# [WHAT TO DO]
Rewrite the lines of the listing from the line containing "form: x=4 y=98." through the line containing "x=210 y=132", inclusive, and shift every answer coordinate by adding 67 to each x and y value. Leave all other text and numbers in those lines as they are.

# [RECORD LIST]
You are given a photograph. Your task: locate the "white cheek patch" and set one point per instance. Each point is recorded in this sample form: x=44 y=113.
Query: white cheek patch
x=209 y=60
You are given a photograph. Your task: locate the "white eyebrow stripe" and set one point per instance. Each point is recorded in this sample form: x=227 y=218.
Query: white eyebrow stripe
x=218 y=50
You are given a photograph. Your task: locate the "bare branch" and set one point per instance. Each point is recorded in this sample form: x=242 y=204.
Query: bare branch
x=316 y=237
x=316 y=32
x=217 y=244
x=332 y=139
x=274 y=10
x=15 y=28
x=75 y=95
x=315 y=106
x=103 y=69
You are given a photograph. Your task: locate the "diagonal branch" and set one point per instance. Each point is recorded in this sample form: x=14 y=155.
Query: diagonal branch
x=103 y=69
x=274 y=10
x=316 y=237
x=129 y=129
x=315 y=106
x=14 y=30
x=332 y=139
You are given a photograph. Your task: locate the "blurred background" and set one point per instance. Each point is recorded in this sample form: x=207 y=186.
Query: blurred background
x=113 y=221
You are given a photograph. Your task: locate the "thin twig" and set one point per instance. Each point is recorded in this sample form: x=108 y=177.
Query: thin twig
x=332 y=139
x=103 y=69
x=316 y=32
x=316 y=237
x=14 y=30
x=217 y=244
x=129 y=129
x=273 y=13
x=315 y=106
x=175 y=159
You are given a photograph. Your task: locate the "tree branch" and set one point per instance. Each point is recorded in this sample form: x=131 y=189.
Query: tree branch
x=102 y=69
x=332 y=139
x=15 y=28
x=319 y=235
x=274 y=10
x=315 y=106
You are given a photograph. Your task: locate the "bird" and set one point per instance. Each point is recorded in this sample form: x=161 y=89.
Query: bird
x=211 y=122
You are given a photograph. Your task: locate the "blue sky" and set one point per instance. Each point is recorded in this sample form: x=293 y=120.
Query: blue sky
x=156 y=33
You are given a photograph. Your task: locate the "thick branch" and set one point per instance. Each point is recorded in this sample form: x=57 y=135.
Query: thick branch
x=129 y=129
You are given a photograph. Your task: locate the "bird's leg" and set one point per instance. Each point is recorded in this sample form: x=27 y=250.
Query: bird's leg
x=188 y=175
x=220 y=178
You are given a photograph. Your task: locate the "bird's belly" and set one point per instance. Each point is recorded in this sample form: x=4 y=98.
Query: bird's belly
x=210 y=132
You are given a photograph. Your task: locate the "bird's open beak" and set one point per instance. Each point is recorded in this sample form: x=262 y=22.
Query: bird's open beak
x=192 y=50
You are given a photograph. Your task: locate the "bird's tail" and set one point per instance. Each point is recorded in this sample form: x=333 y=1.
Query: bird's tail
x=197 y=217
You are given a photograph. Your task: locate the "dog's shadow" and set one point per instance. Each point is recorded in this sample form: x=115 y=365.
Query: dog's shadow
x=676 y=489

# [RESULT]
You are given a photograph. Your task: locate the "bird's belly" and set one point per instance. Each point is recorded in this sample form: x=4 y=98.
Query: bird's belly
x=277 y=199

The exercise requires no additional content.